:: WRITTEN PROBLEM 1 ::
Translate this sentence from the ht://Dig mailing list message into Spanish: "At the moment, ht://Dig isn't very smart about MIME."

:: DOCUMENT EXCERPT ::
Gilles Detillieux (email@example.com)
Wed, 17 Mar 1999 13:00:45 -0600 (CST)
According to Geoff Hutchison:
> On Wed, 17 Mar 1999, Frank Richter wrote:
> > I don't have "avi" in bad_extension, so this document is fetched and
> > interpreted as text? If so this should be changed...
> At the moment, ht://Dig isn't very smart about MIME. So it takes text as
> default and will attempt to index anything not explicitly excluded. More
> intelligent MIME analysis is on the slate for 3.2 (and needed for other
Let's make it a little smarter, shall we? First of all, a very bad patch
was applied in January to 3.1.0 (post-b4), which effectively disabled
Document::readHeader()'s checking of the content-type header. This was
in response to PR#91 in the bug tracking database.
> Date: Tue, 29 Dec 1998 07:49:09 -0800
> From: firstname.lastname@example.org
> To: email@example.com
> Subject: redirects with content-type
> Full_Name: Robert Barta
> Version: htdig-3.1.0b4
> OS: Solaris 5.6
> Submission from: (NULL) (188.8.131.52)
> When htdig/Document.cc encounters a redirect together with
> some Content-Type, the content-type will have preference:
> # telnet cgi1.bellacoola.com 80
> Trying 184.108.40.206...
> Connected to www.bellacoola.com.
> Escape character is '^]'.
> GET /adios.cgi/278?http%3a%2F%2Fwww%2Eaustria%2Eeu%2Enet%2F HTTP/1.0
> HTTP/1.1 302 Moved
> Date: Tue, 29 Dec 1998 15:04:56 GMT
> Server: Apache/1.3.3 (Unix) mod_perl/1.16
> Location: http%3a%2F%2Fwww%2Eaustria%2Eeu%2Enet%2F
> Connection: close
> Content-Type: application/x-httpd-cgi
> Connection closed by foreign host.

:: DATA SHOWN ::

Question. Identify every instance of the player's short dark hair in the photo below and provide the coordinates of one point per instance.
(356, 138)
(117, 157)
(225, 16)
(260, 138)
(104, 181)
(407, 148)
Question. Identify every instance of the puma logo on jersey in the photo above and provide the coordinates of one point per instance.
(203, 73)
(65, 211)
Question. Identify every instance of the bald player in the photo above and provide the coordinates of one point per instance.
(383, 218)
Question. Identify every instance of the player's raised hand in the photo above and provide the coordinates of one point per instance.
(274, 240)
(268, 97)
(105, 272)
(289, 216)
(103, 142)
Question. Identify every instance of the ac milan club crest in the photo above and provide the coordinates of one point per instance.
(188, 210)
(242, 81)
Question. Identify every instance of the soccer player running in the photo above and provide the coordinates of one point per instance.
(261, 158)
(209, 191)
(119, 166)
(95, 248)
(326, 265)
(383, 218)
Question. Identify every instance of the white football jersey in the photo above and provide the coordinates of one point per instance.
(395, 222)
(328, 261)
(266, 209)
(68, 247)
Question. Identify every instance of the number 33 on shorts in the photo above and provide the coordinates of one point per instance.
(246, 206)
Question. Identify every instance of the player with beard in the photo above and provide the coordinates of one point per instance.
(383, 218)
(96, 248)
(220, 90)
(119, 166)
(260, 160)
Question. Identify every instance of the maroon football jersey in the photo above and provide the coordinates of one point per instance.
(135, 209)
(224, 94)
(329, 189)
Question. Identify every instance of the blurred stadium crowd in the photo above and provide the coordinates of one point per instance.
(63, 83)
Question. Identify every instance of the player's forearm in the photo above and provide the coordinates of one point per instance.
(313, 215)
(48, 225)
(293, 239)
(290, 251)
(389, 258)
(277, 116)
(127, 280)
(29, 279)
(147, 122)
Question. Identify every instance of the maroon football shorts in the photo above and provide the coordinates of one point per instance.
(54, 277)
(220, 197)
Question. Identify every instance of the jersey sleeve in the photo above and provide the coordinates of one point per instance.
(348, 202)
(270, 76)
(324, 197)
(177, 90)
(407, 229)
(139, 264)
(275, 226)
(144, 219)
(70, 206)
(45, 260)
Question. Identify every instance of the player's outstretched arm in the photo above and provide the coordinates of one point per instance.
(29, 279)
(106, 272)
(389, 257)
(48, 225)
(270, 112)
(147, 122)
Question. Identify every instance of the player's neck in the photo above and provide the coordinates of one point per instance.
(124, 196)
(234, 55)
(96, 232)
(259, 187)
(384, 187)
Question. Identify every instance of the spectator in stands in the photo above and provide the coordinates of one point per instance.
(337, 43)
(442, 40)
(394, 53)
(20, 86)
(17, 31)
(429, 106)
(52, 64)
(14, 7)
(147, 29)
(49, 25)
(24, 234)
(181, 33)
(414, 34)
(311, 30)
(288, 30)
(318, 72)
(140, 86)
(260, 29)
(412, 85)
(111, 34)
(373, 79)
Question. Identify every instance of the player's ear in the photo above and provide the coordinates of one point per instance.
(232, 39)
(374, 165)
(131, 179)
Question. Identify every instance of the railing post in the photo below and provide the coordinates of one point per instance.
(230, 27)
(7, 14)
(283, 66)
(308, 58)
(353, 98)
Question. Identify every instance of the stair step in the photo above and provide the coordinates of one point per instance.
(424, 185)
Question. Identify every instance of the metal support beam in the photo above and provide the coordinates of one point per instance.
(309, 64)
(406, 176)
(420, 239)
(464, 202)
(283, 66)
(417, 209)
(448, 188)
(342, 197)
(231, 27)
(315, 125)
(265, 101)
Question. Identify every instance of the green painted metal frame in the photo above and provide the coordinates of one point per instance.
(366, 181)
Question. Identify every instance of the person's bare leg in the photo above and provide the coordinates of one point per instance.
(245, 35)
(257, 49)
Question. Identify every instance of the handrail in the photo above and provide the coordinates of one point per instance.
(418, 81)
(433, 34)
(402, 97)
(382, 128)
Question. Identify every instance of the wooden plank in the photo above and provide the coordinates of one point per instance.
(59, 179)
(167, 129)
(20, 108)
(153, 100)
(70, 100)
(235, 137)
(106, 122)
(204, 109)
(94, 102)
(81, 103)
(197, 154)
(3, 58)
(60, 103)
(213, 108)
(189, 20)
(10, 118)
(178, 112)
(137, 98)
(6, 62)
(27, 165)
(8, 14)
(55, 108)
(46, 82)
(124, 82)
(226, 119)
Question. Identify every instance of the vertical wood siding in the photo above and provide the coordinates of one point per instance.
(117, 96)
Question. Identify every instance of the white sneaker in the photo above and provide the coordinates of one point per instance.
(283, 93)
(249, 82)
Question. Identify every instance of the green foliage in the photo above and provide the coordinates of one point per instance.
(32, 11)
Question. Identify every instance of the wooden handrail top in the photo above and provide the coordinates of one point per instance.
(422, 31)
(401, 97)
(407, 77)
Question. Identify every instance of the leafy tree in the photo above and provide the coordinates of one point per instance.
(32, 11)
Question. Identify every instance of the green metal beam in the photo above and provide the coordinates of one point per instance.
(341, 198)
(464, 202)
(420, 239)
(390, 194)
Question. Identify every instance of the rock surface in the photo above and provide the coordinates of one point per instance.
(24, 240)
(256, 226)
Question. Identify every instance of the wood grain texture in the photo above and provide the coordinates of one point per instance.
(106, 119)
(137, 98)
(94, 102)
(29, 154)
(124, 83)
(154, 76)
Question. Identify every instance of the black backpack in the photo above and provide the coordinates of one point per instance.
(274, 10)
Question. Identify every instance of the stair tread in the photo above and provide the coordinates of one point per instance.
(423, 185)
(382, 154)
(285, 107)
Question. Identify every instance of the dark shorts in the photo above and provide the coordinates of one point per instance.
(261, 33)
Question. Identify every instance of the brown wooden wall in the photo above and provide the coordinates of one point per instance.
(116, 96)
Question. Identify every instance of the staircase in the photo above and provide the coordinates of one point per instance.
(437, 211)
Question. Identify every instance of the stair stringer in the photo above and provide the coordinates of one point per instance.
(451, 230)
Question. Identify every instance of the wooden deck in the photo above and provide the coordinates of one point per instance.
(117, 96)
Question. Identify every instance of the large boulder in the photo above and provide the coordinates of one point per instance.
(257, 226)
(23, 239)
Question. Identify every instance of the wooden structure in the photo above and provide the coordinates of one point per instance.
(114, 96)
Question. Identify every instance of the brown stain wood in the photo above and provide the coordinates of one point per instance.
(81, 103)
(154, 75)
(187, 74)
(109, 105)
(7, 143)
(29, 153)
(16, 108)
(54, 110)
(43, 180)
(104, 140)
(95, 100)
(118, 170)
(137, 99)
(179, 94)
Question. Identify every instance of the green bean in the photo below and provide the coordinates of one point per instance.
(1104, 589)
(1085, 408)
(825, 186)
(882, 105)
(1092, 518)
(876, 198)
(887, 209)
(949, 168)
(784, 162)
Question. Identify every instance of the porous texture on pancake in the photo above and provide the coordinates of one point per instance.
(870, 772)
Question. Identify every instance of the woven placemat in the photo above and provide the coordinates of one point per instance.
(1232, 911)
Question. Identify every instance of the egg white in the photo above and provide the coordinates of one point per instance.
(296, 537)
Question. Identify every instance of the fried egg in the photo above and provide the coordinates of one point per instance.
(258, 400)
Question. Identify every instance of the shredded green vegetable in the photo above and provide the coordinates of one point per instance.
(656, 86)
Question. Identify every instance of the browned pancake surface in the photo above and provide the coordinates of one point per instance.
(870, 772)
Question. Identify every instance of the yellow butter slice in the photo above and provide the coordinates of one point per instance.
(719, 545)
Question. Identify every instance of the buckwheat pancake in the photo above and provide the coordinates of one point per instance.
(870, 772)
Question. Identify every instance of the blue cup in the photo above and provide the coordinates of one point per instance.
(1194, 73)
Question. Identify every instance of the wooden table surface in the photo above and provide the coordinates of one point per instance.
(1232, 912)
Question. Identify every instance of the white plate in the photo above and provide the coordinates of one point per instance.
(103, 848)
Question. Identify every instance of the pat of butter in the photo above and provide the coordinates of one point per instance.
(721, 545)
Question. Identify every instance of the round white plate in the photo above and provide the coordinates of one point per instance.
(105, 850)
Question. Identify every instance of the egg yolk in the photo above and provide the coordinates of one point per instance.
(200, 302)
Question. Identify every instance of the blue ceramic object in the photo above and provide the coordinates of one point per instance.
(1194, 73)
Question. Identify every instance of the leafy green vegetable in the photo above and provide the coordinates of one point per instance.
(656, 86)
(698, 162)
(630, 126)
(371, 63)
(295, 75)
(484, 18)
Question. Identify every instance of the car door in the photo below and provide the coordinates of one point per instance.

:: WRITTEN PROBLEM 2 ::
Shift each coordinate in the records by adding 11 to both of its numbers. Rewrite everything from the line containing "Question. Identify every instance of the pat" down to the end of the records, both ends included, and keep every request line.

:: CORRECT RESPONSE 1 ::
En este momento, ht://Dig no es muy inteligente en cuanto a MIME.

:: CORRECT RESPONSE 2 ::
Question. Identify every instance of the pat of butter in the photo above and provide the coordinates of one point per instance.
(732, 556)
Question. Identify every instance of the round white plate in the photo above and provide the coordinates of one point per instance.
(116, 861)
Question. Identify every instance of the egg yolk in the photo above and provide the coordinates of one point per instance.
(211, 313)
Question. Identify every instance of the blue ceramic object in the photo above and provide the coordinates of one point per instance.
(1205, 84)
Question. Identify every instance of the leafy green vegetable in the photo above and provide the coordinates of one point per instance.
(667, 97)
(709, 173)
(641, 137)
(382, 74)
(306, 86)
(495, 29)
Question. Identify every instance of the car door in the photo below and provide the coordinates of one point per instance.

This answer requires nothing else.